* Exercise brief *
Starting at the line with "surround? Mark that spot." and stopping at the final line, retype the data below exactly; do not carry over any pictures.

===

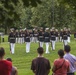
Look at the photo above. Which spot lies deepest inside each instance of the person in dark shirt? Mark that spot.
(5, 66)
(40, 65)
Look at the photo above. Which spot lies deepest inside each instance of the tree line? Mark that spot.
(41, 13)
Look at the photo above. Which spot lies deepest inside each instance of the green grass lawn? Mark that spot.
(22, 60)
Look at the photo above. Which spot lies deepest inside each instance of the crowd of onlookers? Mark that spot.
(41, 36)
(64, 65)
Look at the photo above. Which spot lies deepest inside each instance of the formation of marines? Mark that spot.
(40, 36)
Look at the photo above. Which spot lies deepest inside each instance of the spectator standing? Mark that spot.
(61, 65)
(5, 66)
(14, 69)
(40, 65)
(71, 58)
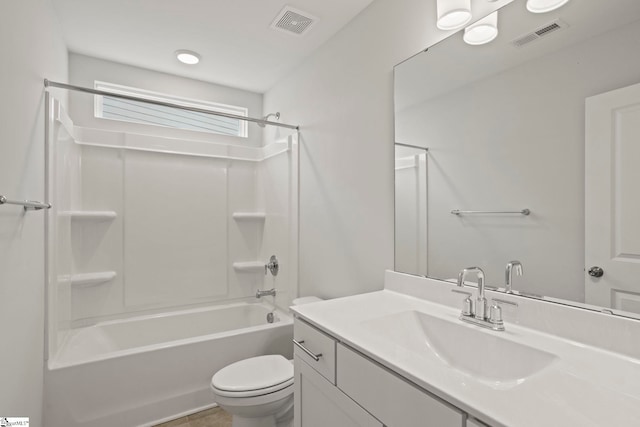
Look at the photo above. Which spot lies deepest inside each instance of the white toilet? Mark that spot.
(258, 392)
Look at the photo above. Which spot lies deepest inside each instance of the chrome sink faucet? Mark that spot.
(477, 313)
(508, 274)
(270, 292)
(481, 302)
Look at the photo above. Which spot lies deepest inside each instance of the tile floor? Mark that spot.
(214, 417)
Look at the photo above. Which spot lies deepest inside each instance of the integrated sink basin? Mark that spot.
(485, 355)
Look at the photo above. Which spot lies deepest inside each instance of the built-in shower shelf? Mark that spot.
(88, 279)
(90, 215)
(249, 216)
(249, 266)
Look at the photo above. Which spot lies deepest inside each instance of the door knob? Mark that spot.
(596, 272)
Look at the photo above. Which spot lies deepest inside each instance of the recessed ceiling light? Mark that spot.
(453, 14)
(542, 6)
(187, 57)
(483, 31)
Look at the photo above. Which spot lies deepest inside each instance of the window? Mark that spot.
(107, 107)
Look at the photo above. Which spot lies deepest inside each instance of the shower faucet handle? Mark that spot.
(273, 266)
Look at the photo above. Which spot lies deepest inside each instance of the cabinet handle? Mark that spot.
(315, 357)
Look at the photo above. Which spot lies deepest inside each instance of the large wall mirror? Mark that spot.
(527, 148)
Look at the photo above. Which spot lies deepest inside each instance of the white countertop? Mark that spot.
(583, 386)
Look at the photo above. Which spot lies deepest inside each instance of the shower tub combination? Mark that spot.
(134, 340)
(149, 369)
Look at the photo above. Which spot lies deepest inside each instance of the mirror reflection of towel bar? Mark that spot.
(27, 204)
(521, 212)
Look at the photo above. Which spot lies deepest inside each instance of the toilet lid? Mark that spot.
(256, 373)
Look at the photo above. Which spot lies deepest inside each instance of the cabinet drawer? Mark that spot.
(319, 346)
(388, 397)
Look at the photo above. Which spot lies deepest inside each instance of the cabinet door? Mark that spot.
(389, 397)
(318, 403)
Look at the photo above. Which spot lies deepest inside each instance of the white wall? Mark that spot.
(342, 97)
(32, 49)
(85, 70)
(520, 145)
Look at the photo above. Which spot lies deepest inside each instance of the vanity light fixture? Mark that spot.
(542, 6)
(187, 57)
(453, 14)
(482, 31)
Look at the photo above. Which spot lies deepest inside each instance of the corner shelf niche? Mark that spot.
(249, 216)
(88, 279)
(249, 266)
(96, 216)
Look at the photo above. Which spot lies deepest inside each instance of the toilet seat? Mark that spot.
(256, 376)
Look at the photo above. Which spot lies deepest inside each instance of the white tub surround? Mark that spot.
(554, 365)
(154, 368)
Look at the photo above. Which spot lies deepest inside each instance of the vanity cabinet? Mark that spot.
(344, 388)
(317, 401)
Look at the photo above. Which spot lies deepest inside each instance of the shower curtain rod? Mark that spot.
(49, 83)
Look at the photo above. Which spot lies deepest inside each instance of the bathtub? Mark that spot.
(145, 370)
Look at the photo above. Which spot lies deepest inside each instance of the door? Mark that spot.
(318, 403)
(612, 199)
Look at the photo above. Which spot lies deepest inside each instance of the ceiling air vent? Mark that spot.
(541, 32)
(293, 21)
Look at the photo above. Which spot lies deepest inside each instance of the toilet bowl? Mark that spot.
(257, 392)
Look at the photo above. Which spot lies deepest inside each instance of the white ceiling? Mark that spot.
(234, 38)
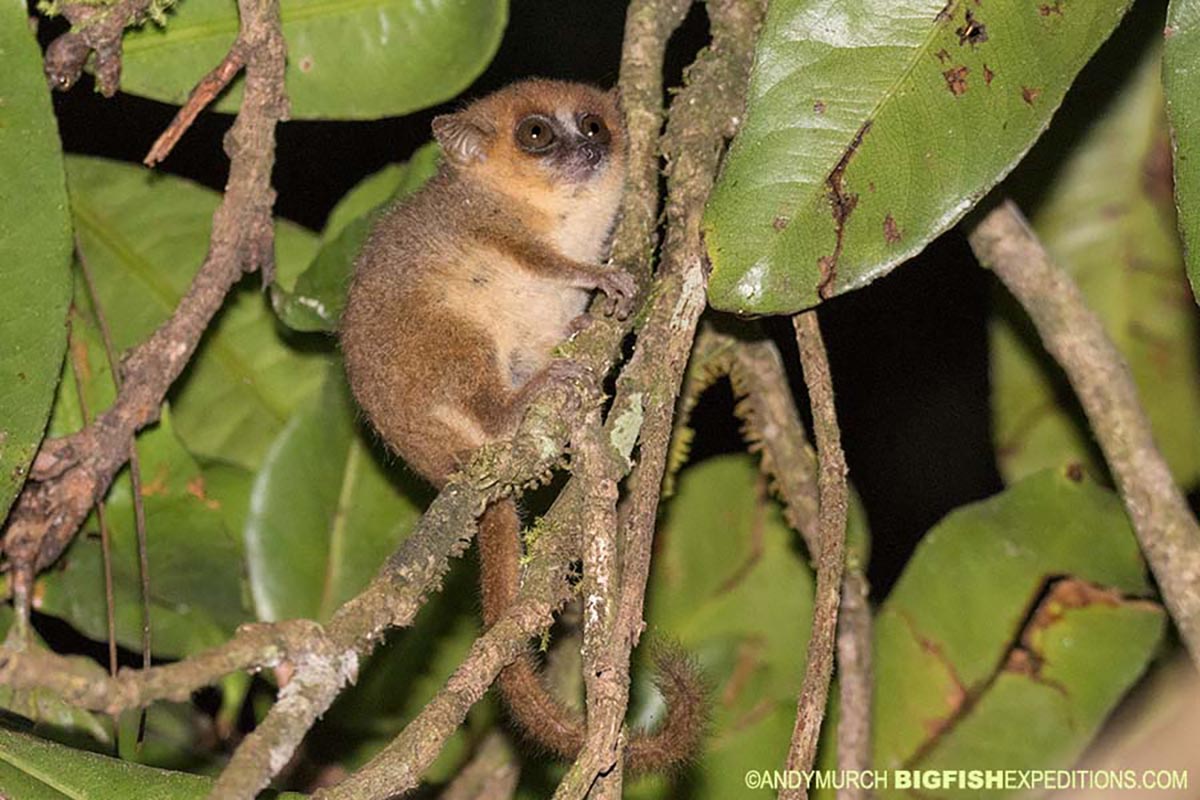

===

* Response to the task *
Look at the photo above. Which spot lies deepest inside each instance of the white tub surround? Mark that spot.
(554, 365)
(154, 368)
Look at the photo above. Which spot lies deepest inside each instance of the vanity cabinet? Mark that spot.
(344, 388)
(317, 401)
Look at the photo above. Which spot lies deepest inside each instance of the shower curtain rod? Mark that spot.
(49, 83)
Look at the photo above. Which spot lies deepest inside each instance of the bathtub? Mark that spot.
(145, 370)
Look at the photo above. Which spot lies deepest inside each instance of the door? Mark that spot.
(318, 403)
(612, 199)
Look at the photo above. Which spot lies deepest inside each instance of the ceiling air vent? Mark that spot.
(541, 32)
(293, 21)
Look at the photo above. Which spot lies deepest inside each instance of the toilet bowl? Mark that spot.
(257, 392)
Look at the photo above. Which spot lies deepest inside each instance of the white ceiling? Mark that spot.
(234, 38)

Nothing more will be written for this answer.